→ Task material:
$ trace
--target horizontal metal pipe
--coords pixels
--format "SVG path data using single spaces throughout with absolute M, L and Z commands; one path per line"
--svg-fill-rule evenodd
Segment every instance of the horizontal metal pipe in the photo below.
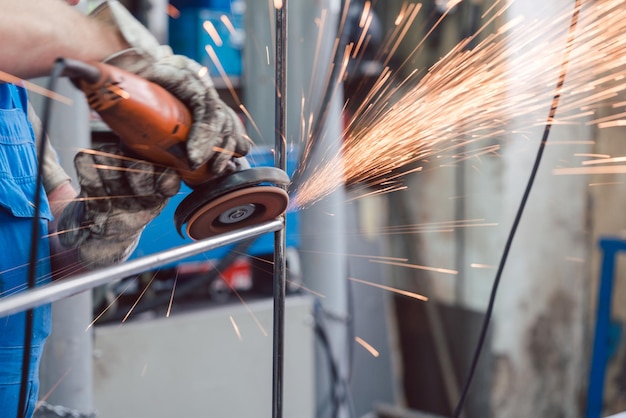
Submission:
M 144 271 L 155 269 L 224 245 L 233 244 L 247 238 L 253 238 L 267 232 L 279 231 L 282 228 L 283 221 L 277 219 L 215 237 L 205 238 L 180 247 L 147 255 L 114 266 L 93 270 L 88 273 L 79 274 L 13 294 L 0 299 L 0 318 L 73 296 L 105 283 L 120 280 L 132 276 L 133 274 L 143 273 Z

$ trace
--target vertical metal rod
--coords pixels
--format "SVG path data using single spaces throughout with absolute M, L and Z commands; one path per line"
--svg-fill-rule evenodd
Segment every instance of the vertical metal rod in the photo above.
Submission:
M 286 170 L 286 106 L 287 99 L 287 0 L 275 0 L 276 8 L 276 100 L 275 100 L 275 165 Z M 282 217 L 285 222 L 285 216 Z M 285 350 L 285 288 L 286 288 L 285 226 L 274 234 L 274 340 L 272 417 L 283 416 L 283 366 Z

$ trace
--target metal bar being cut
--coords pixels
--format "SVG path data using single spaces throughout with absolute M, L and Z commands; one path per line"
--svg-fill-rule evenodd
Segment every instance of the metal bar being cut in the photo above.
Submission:
M 283 229 L 283 225 L 284 222 L 281 219 L 265 222 L 13 294 L 0 299 L 0 318 L 64 299 L 94 287 L 162 267 L 224 245 L 234 244 L 268 232 L 280 231 Z
M 276 7 L 276 95 L 275 95 L 275 165 L 286 171 L 286 100 L 287 100 L 287 0 L 275 1 Z M 285 187 L 286 189 L 286 187 Z M 285 216 L 283 215 L 283 220 Z M 274 234 L 274 329 L 272 365 L 272 417 L 283 416 L 283 367 L 285 351 L 285 228 Z

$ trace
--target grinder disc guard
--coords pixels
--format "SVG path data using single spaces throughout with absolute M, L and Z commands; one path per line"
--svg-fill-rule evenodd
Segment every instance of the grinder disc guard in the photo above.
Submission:
M 196 187 L 176 208 L 178 233 L 187 224 L 187 235 L 200 240 L 275 219 L 287 209 L 289 197 L 272 183 L 286 186 L 289 176 L 275 167 L 257 167 Z

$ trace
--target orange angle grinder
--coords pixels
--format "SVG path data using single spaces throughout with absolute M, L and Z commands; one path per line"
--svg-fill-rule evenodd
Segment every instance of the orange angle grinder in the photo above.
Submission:
M 276 167 L 249 168 L 233 158 L 235 170 L 215 177 L 209 164 L 191 170 L 185 142 L 191 126 L 187 107 L 161 86 L 102 63 L 64 60 L 64 75 L 83 91 L 89 106 L 120 138 L 125 151 L 172 167 L 192 192 L 176 208 L 174 222 L 194 240 L 275 219 L 289 203 L 289 176 Z M 243 160 L 243 161 L 242 161 Z

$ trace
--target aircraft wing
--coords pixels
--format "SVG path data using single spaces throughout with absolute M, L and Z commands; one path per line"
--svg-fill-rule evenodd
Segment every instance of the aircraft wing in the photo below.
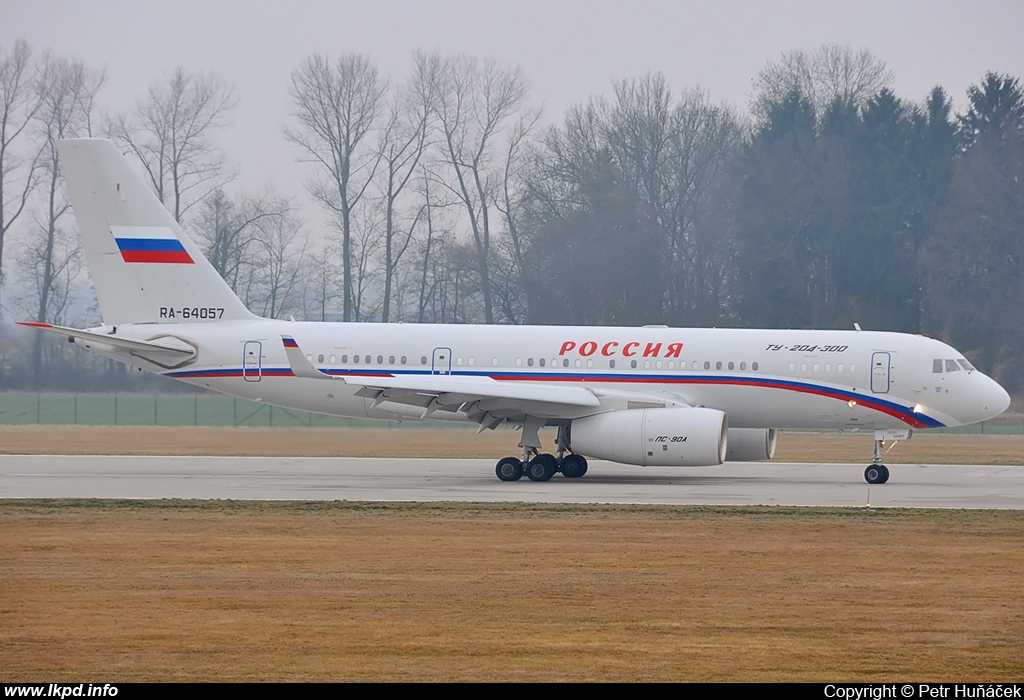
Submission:
M 69 342 L 81 341 L 80 344 L 85 345 L 86 347 L 96 343 L 120 350 L 128 350 L 133 353 L 143 353 L 144 355 L 163 355 L 164 357 L 169 356 L 177 359 L 192 357 L 196 354 L 196 349 L 194 347 L 183 342 L 180 345 L 170 345 L 167 343 L 158 343 L 153 340 L 133 340 L 131 338 L 121 338 L 119 336 L 108 335 L 106 333 L 80 330 L 78 328 L 66 328 L 64 326 L 54 326 L 50 323 L 36 323 L 34 321 L 19 321 L 18 325 L 28 326 L 30 328 L 40 328 L 44 331 L 49 331 L 50 333 L 64 335 L 68 337 Z
M 523 410 L 523 403 L 548 404 L 576 409 L 599 408 L 600 399 L 583 387 L 545 386 L 530 382 L 500 382 L 490 377 L 463 377 L 449 374 L 415 376 L 338 377 L 317 369 L 302 354 L 290 336 L 281 336 L 292 374 L 308 379 L 342 381 L 360 387 L 356 393 L 374 399 L 420 406 L 423 417 L 437 410 L 486 413 Z M 475 404 L 475 406 L 472 406 Z

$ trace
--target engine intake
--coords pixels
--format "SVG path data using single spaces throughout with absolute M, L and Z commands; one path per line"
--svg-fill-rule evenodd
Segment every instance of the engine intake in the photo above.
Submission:
M 725 461 L 728 421 L 712 408 L 645 408 L 572 422 L 574 452 L 642 467 L 706 467 Z

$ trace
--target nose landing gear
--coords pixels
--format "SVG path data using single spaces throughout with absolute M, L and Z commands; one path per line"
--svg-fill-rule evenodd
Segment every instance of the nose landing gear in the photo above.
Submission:
M 889 468 L 882 462 L 885 453 L 885 441 L 891 440 L 895 445 L 900 440 L 909 440 L 914 433 L 910 430 L 876 430 L 875 431 L 875 453 L 871 458 L 871 464 L 864 470 L 864 481 L 869 484 L 884 484 L 889 480 Z M 889 449 L 892 449 L 890 447 Z

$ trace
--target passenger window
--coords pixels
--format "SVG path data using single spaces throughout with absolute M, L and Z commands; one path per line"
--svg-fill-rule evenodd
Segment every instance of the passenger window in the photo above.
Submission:
M 471 358 L 471 359 L 472 359 L 472 358 Z M 541 367 L 543 367 L 543 366 L 544 366 L 544 358 L 543 358 L 543 357 L 542 357 L 542 358 L 540 358 L 539 360 L 537 360 L 537 362 L 538 362 L 538 363 L 540 364 L 540 366 L 541 366 Z M 470 362 L 469 364 L 473 364 L 473 363 L 472 363 L 472 361 L 471 361 L 471 362 Z
M 968 362 L 967 360 L 957 360 L 957 362 L 959 362 L 959 363 L 960 363 L 960 366 L 961 366 L 961 367 L 963 367 L 963 368 L 964 368 L 965 370 L 967 370 L 968 372 L 970 372 L 971 370 L 973 370 L 973 369 L 974 369 L 974 365 L 972 365 L 972 364 L 971 364 L 970 362 Z
M 348 364 L 348 355 L 342 355 L 341 356 L 341 364 L 343 364 L 343 365 L 347 365 Z
M 530 358 L 528 358 L 526 360 L 526 366 L 527 367 L 533 367 L 533 358 L 532 357 L 530 357 Z
M 356 357 L 358 358 L 359 356 L 357 355 Z M 359 360 L 357 359 L 356 362 L 358 362 L 358 361 Z M 423 357 L 420 358 L 420 364 L 421 365 L 427 364 L 427 356 L 426 355 L 424 355 Z
M 729 363 L 729 369 L 732 369 L 735 366 L 736 366 L 735 363 L 732 363 L 732 362 Z
M 956 363 L 956 360 L 946 360 L 946 371 L 947 372 L 959 372 L 960 365 Z
M 562 360 L 562 367 L 568 367 L 568 366 L 569 366 L 569 358 L 566 358 L 566 359 Z
M 756 372 L 757 371 L 757 363 L 755 362 L 754 364 L 750 365 L 750 369 L 752 369 L 752 370 L 754 370 Z
M 746 362 L 741 362 L 740 363 L 740 370 L 745 371 L 746 369 L 747 369 L 747 363 Z
M 405 355 L 402 355 L 402 364 L 405 364 Z
M 377 364 L 378 365 L 384 364 L 384 356 L 383 355 L 377 355 Z
M 615 369 L 615 360 L 608 360 L 608 366 Z
M 394 355 L 392 355 L 391 357 L 388 358 L 388 364 L 389 365 L 395 364 L 395 356 Z
M 636 369 L 636 360 L 630 360 L 629 366 L 632 367 L 633 369 Z
M 711 363 L 707 360 L 704 360 L 704 369 L 711 369 Z
M 932 372 L 942 374 L 942 360 L 932 360 Z
M 331 355 L 331 364 L 333 365 L 333 364 L 334 364 L 334 362 L 335 362 L 335 356 L 334 356 L 334 355 Z

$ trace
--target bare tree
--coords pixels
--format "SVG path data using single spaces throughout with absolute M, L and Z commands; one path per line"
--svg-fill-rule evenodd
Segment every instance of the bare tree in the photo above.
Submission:
M 216 74 L 179 66 L 151 85 L 131 114 L 112 120 L 111 136 L 139 159 L 176 221 L 232 179 L 211 132 L 237 102 L 234 87 Z
M 237 291 L 262 222 L 290 211 L 288 201 L 270 192 L 235 201 L 218 189 L 203 201 L 190 229 L 213 268 Z
M 324 247 L 306 258 L 305 285 L 303 285 L 303 316 L 307 321 L 327 320 L 327 311 L 340 291 L 334 281 L 337 266 L 330 247 Z
M 298 127 L 286 127 L 285 136 L 299 146 L 303 160 L 320 165 L 310 193 L 338 217 L 346 321 L 354 309 L 352 216 L 380 162 L 379 153 L 364 142 L 386 90 L 386 81 L 366 56 L 345 54 L 332 64 L 319 53 L 292 72 L 288 89 Z
M 518 67 L 493 60 L 481 63 L 470 56 L 442 60 L 420 54 L 416 60 L 431 64 L 436 81 L 439 146 L 448 175 L 442 182 L 461 203 L 469 223 L 484 319 L 493 323 L 491 219 L 504 166 L 498 153 L 509 121 L 526 100 L 526 77 Z
M 381 321 L 384 323 L 391 318 L 391 298 L 398 265 L 424 213 L 424 206 L 421 205 L 406 217 L 404 226 L 400 227 L 396 221 L 396 203 L 416 173 L 426 147 L 433 102 L 432 86 L 429 76 L 418 72 L 406 90 L 392 100 L 380 133 L 377 150 L 384 180 L 381 193 L 384 202 L 384 298 L 381 302 Z
M 52 55 L 46 55 L 41 65 L 36 86 L 40 107 L 36 116 L 43 144 L 40 169 L 44 175 L 44 202 L 21 263 L 32 282 L 32 313 L 42 323 L 54 321 L 63 313 L 82 266 L 77 238 L 69 236 L 61 226 L 71 204 L 60 179 L 57 141 L 92 135 L 96 94 L 106 76 L 102 71 L 88 70 L 81 61 Z M 37 382 L 42 373 L 41 353 L 42 343 L 37 340 L 32 363 Z
M 527 182 L 532 174 L 529 136 L 539 119 L 539 109 L 527 110 L 510 129 L 501 173 L 501 189 L 496 203 L 508 234 L 499 246 L 501 257 L 507 263 L 499 264 L 496 268 L 502 277 L 498 282 L 498 306 L 510 323 L 522 323 L 530 316 L 529 295 L 526 294 L 526 285 L 529 284 L 527 251 L 530 242 L 526 240 L 528 227 L 522 225 L 522 220 L 527 215 L 526 203 L 530 200 Z
M 713 324 L 724 313 L 729 269 L 725 236 L 700 235 L 732 156 L 743 143 L 739 118 L 707 93 L 674 97 L 660 74 L 615 86 L 607 140 L 665 235 L 666 313 L 676 323 Z
M 28 203 L 36 183 L 39 150 L 18 153 L 26 129 L 39 109 L 39 92 L 33 84 L 32 50 L 19 39 L 9 54 L 0 52 L 0 292 L 4 282 L 4 243 Z M 0 304 L 0 315 L 3 305 Z
M 291 216 L 269 216 L 255 222 L 252 266 L 246 275 L 246 304 L 266 318 L 302 312 L 302 272 L 307 237 Z
M 848 44 L 823 44 L 810 54 L 789 51 L 757 74 L 752 111 L 757 119 L 764 120 L 771 105 L 798 93 L 814 105 L 820 119 L 837 99 L 854 107 L 863 105 L 889 87 L 893 77 L 885 61 L 867 49 L 854 51 Z

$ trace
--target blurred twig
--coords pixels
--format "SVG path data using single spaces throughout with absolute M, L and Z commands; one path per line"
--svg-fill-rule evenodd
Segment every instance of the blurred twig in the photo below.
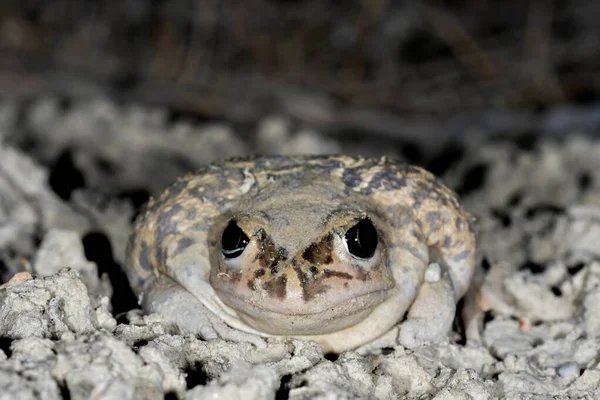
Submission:
M 531 0 L 524 37 L 525 58 L 529 68 L 525 72 L 535 89 L 535 97 L 543 103 L 564 101 L 563 90 L 552 69 L 551 0 Z
M 481 49 L 458 18 L 431 4 L 425 4 L 424 10 L 439 38 L 448 44 L 474 78 L 492 79 L 498 76 L 498 60 Z

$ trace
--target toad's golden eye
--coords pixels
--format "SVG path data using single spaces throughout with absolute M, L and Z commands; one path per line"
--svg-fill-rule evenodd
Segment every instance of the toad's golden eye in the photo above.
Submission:
M 237 225 L 235 220 L 231 220 L 221 236 L 221 252 L 225 258 L 239 257 L 249 242 L 250 239 L 242 231 L 242 228 Z
M 344 240 L 352 257 L 366 260 L 373 257 L 377 249 L 377 229 L 370 219 L 365 218 L 348 229 Z

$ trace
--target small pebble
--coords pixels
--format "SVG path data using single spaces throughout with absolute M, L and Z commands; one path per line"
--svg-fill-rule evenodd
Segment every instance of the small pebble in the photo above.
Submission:
M 440 264 L 431 263 L 429 267 L 427 267 L 427 271 L 425 271 L 425 281 L 429 283 L 434 283 L 440 280 L 440 276 L 442 274 L 442 270 L 440 268 Z
M 575 362 L 569 362 L 561 365 L 558 368 L 558 375 L 567 379 L 574 379 L 579 377 L 579 365 Z

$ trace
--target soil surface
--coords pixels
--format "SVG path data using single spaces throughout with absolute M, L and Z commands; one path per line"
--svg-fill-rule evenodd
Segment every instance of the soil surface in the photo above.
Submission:
M 284 114 L 240 125 L 106 99 L 5 99 L 0 399 L 598 397 L 599 116 L 492 113 L 419 141 Z M 468 325 L 459 312 L 443 343 L 407 350 L 392 331 L 340 355 L 203 340 L 143 315 L 121 270 L 140 206 L 187 171 L 255 153 L 387 155 L 439 175 L 477 218 L 485 312 Z

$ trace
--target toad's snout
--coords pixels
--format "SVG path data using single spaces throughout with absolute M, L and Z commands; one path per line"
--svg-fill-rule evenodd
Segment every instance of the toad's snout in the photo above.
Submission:
M 272 334 L 321 334 L 352 326 L 383 302 L 394 281 L 388 269 L 365 271 L 299 257 L 271 268 L 217 274 L 218 296 L 248 325 Z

→ Directions for this task: Show every line of the material above in which "gear" is present.

→ Expected answer:
--target nose landing gear
Segment every instance of the nose landing gear in the photo above.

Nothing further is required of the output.